TRY IT » Could you repeat the data word for word while skipping the pictures?

═══ DATA FOR THIS TASK

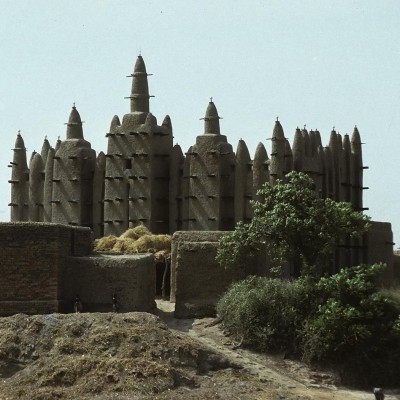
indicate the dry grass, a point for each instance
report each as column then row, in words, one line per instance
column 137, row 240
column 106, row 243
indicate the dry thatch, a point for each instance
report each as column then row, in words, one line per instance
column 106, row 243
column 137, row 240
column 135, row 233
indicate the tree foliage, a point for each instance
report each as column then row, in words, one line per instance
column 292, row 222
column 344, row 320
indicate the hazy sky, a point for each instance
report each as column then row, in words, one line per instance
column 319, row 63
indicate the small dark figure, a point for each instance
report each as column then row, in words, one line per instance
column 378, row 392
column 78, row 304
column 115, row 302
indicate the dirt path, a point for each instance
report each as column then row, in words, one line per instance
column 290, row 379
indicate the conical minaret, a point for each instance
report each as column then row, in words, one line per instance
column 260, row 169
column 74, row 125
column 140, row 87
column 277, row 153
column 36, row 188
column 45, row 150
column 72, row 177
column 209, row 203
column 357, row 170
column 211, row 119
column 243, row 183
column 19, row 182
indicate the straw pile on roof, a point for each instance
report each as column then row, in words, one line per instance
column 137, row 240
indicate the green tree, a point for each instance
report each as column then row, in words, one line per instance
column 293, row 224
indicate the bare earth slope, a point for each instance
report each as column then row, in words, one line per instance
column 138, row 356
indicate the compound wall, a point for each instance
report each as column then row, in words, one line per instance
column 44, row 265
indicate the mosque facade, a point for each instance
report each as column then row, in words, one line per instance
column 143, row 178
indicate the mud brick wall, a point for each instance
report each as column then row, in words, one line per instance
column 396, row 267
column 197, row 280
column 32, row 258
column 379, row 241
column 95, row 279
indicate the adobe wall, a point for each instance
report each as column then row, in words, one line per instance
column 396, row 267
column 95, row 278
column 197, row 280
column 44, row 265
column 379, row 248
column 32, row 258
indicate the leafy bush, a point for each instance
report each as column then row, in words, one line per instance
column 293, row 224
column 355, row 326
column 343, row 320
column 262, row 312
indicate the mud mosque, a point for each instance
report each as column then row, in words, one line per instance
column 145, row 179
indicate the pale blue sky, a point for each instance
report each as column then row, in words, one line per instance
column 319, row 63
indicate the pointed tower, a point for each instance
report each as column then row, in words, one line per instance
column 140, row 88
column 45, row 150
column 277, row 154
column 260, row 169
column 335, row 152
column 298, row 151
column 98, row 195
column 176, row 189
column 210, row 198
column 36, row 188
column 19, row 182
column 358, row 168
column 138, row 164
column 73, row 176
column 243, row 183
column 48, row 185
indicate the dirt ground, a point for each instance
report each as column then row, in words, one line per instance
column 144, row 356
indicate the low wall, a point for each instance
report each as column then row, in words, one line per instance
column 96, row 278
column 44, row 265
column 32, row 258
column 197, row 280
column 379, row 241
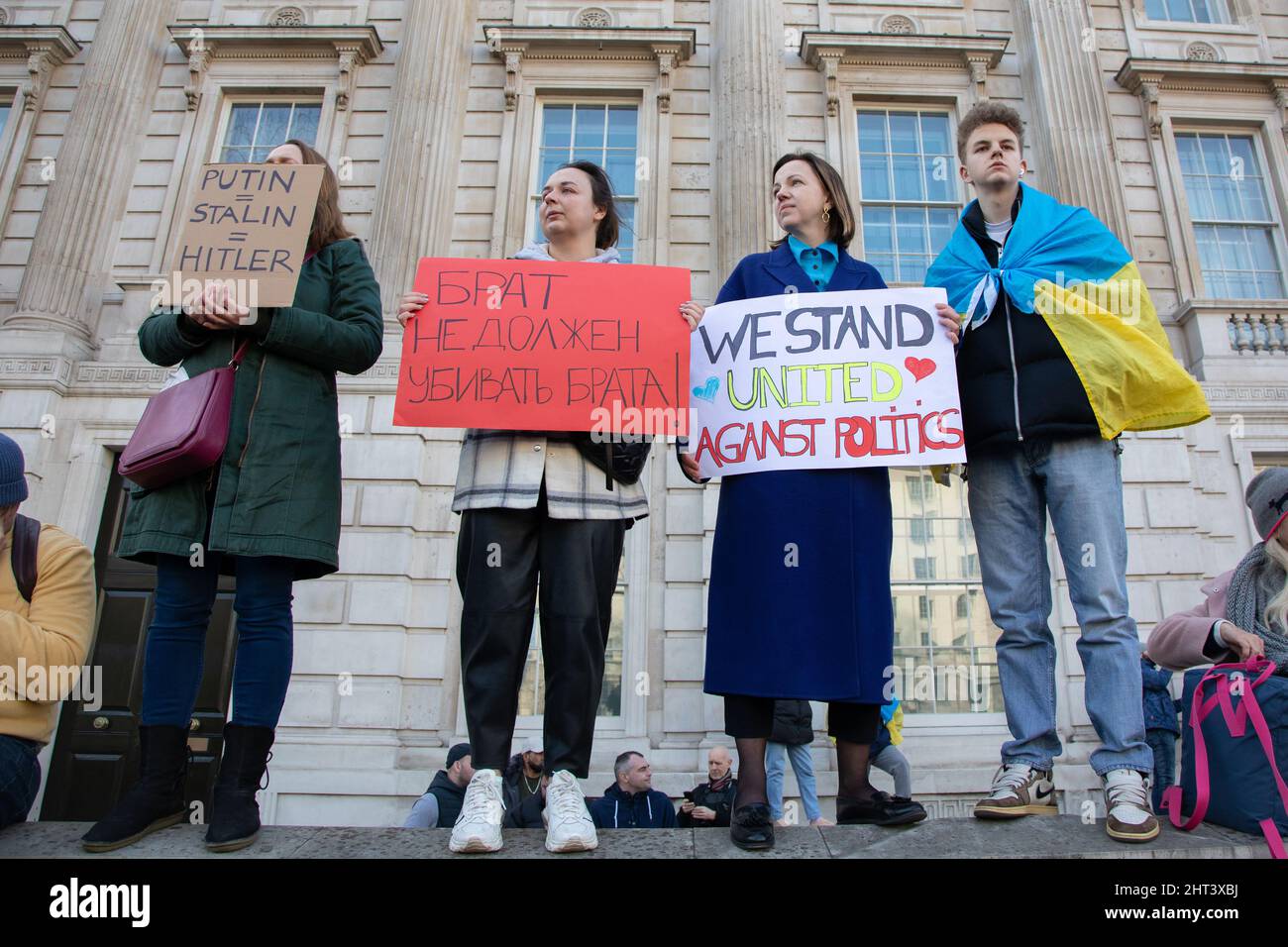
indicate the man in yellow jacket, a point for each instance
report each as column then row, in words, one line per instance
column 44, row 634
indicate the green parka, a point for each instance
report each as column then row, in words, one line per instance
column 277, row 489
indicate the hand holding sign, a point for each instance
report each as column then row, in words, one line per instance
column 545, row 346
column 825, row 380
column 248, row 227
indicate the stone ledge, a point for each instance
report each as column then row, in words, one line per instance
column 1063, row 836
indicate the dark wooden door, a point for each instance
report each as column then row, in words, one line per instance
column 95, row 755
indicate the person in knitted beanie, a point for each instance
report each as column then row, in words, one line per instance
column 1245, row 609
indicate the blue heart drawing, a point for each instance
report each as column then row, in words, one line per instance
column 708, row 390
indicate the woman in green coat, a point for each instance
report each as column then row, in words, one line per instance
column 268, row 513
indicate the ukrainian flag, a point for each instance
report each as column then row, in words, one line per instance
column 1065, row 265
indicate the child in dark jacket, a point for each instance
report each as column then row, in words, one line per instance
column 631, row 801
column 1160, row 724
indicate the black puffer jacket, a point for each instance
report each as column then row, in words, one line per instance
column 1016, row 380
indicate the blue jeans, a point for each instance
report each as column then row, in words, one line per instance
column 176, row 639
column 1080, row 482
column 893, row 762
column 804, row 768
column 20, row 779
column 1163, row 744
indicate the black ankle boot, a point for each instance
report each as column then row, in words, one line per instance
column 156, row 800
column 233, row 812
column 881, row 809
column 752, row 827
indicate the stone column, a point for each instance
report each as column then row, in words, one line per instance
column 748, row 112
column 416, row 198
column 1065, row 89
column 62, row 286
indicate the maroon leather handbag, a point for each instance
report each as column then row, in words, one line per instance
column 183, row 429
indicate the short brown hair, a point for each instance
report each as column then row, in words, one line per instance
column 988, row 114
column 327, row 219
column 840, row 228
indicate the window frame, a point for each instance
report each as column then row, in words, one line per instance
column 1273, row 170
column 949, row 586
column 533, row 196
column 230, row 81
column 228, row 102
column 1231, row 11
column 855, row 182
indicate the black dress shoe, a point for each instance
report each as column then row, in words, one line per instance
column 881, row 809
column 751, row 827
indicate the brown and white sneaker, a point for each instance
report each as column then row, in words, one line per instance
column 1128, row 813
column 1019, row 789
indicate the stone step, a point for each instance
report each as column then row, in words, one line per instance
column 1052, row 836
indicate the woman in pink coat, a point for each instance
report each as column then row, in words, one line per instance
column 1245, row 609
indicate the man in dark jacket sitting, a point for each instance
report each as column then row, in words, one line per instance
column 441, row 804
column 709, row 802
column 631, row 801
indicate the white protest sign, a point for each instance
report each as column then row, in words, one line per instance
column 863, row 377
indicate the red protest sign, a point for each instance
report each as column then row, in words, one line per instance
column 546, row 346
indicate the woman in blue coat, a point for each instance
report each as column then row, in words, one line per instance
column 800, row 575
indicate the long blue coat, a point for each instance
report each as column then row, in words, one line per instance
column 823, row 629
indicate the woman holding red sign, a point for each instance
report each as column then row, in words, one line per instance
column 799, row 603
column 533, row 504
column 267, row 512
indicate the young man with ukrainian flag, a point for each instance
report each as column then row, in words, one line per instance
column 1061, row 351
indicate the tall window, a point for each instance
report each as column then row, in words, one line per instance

══════

WRITTEN ANSWER »
indicate the dry grass, a point for each instance
report each as column then row, in words, one line per instance
column 137, row 240
column 106, row 243
indicate the dry thatch, a point for each instance
report each as column then row, in words, one line per instance
column 106, row 243
column 137, row 240
column 135, row 233
indicate the tree foliage, a point for each instance
report each as column then row, in words, one line per instance
column 292, row 222
column 344, row 320
indicate the hazy sky, a point for each instance
report each as column then row, in words, one line per instance
column 319, row 63
indicate the small dark figure, a point for each instance
report each as column then row, in words, one line per instance
column 378, row 392
column 78, row 304
column 115, row 302
indicate the dirt path, a point for each instance
report each as column then row, in words, one line per instance
column 290, row 379
indicate the conical minaret, a point for each instance
report each as column then row, in words, one line per instance
column 260, row 169
column 74, row 125
column 140, row 87
column 277, row 153
column 36, row 188
column 45, row 150
column 72, row 177
column 209, row 203
column 357, row 170
column 211, row 119
column 243, row 183
column 19, row 182
indicate the straw pile on roof, a point for each instance
report each as column then row, in words, one line per instance
column 137, row 240
indicate the green tree, a point for each instance
report each as column then row, in words, one line per instance
column 293, row 224
indicate the bare earth slope, a point for each instance
report each as column then row, in words, one line per instance
column 138, row 356
indicate the compound wall, a point for each instance
report each as column then row, in words, one line per instance
column 44, row 265
indicate the mosque facade, a point for each instance
report each as column then row, in words, one line per instance
column 143, row 178
indicate the mud brick wall, a point for each instance
report each as column then row, in words, one line per instance
column 396, row 267
column 197, row 280
column 32, row 258
column 379, row 241
column 95, row 279
indicate the adobe wall, a point for each instance
report each as column then row, in words, one line per instance
column 396, row 267
column 95, row 278
column 197, row 280
column 44, row 265
column 379, row 248
column 32, row 258
indicate the leafy bush, a point for each instance
report each as column then row, in words, one line per instance
column 293, row 224
column 355, row 326
column 343, row 320
column 262, row 312
indicate the mud mosque, a point for each instance
report each as column then row, in words, one line per instance
column 145, row 179
indicate the pale blue sky, a point for each instance
report each as column then row, in words, one line per instance
column 319, row 63
indicate the pointed tower, a point for each instance
report each as column then row, in words, one line per instance
column 140, row 88
column 45, row 150
column 277, row 154
column 260, row 169
column 335, row 152
column 298, row 151
column 98, row 195
column 176, row 189
column 210, row 198
column 36, row 188
column 19, row 182
column 358, row 168
column 138, row 164
column 73, row 176
column 243, row 183
column 48, row 185
indicate the dirt ground, a point for each instance
report each as column then row, in words, one line per instance
column 144, row 356
indicate the low wall, a point for each instance
report each as column then row, in words, one line per instance
column 96, row 278
column 44, row 265
column 32, row 258
column 197, row 280
column 379, row 241
indicate the man in yellow jacket, a point for each instance
report each as column then row, in words, one line per instance
column 44, row 634
indicate the green parka, a point for each instance
report each as column then row, in words, one line per instance
column 277, row 489
indicate the hand holding sign, a point for each instance
report each as column then row, in words, one line per instance
column 545, row 346
column 825, row 380
column 248, row 227
indicate the stone ledge, a point for each instance
report each as column then row, in words, one line per instance
column 1063, row 836
indicate the dark wooden door, a point for each instance
report each as column then row, in words, one line per instance
column 95, row 755
indicate the person in knitted beanie, a point for each instance
report each as column then row, in words, one line per instance
column 1245, row 609
indicate the blue heart drawing, a point for each instance
report each as column then row, in words, one line per instance
column 708, row 390
indicate the woman in green coat, a point for each instance
report each as column then row, in words, one line per instance
column 268, row 513
indicate the ukrainian flag, a point for each instance
report each as column then row, in words, one line per instance
column 1065, row 265
indicate the child in dark jacket, a point for each instance
report each as column then row, in words, one line per instance
column 631, row 801
column 1160, row 724
indicate the black puffer jacket, a point for each instance
report each as column then row, in words, one line per instance
column 1016, row 380
indicate the blue jeans, a point for each instance
report each as column then row, in words, one line per instance
column 176, row 639
column 1080, row 482
column 893, row 762
column 804, row 768
column 20, row 779
column 1163, row 744
indicate the black ankle boot, a point for each instance
report each as column then row, in words, one line per instance
column 156, row 800
column 233, row 812
column 881, row 809
column 752, row 827
indicate the stone column, a point for each instance
report each as column then row, in words, one line per instance
column 748, row 112
column 416, row 198
column 1065, row 89
column 62, row 286
indicate the maroon leather handbag, a point for each instance
report each as column then row, in words, one line per instance
column 183, row 429
indicate the short brown hair, a point for each instance
report each as column then row, in words, one line per instance
column 988, row 114
column 327, row 219
column 840, row 228
indicate the window frame, a point for each instance
report each as column then row, in words, one line per instance
column 1273, row 170
column 949, row 586
column 533, row 196
column 230, row 81
column 228, row 102
column 1231, row 11
column 855, row 182
indicate the black dress shoe, a point for each instance
report each as column then row, in words, one line per instance
column 881, row 809
column 751, row 827
indicate the brown and white sneaker, a point for each instance
report each as column then row, in words, one line per instance
column 1128, row 813
column 1019, row 789
indicate the stone step, a point for each instance
report each as column then row, in words, one line per instance
column 1052, row 836
indicate the woman in pink coat, a point for each instance
report each as column then row, in words, one line per instance
column 1245, row 609
indicate the man in dark jacket sitting, a point for each instance
report each as column then row, in words, one line per instance
column 441, row 804
column 709, row 802
column 631, row 801
indicate the white protest sign, a point for each instance
report each as column then row, in words, one line per instance
column 863, row 377
indicate the red protest sign, a point for each instance
report each as column then row, in words, one line per instance
column 546, row 346
indicate the woman in blue coat, a point for each instance
report each as column then row, in words, one line per instance
column 800, row 575
indicate the long blue coat, a point for each instance
report each as column then row, in words, one line per instance
column 823, row 629
indicate the woman holding red sign, a point for each instance
report each as column then row, in words, one line per instance
column 799, row 603
column 533, row 504
column 267, row 512
indicate the young man with ukrainian flag, a point for each instance
report each as column then row, in words, one line per instance
column 1061, row 351
indicate the tall window, a point for each instance
report each as column then row, in words, one line per instance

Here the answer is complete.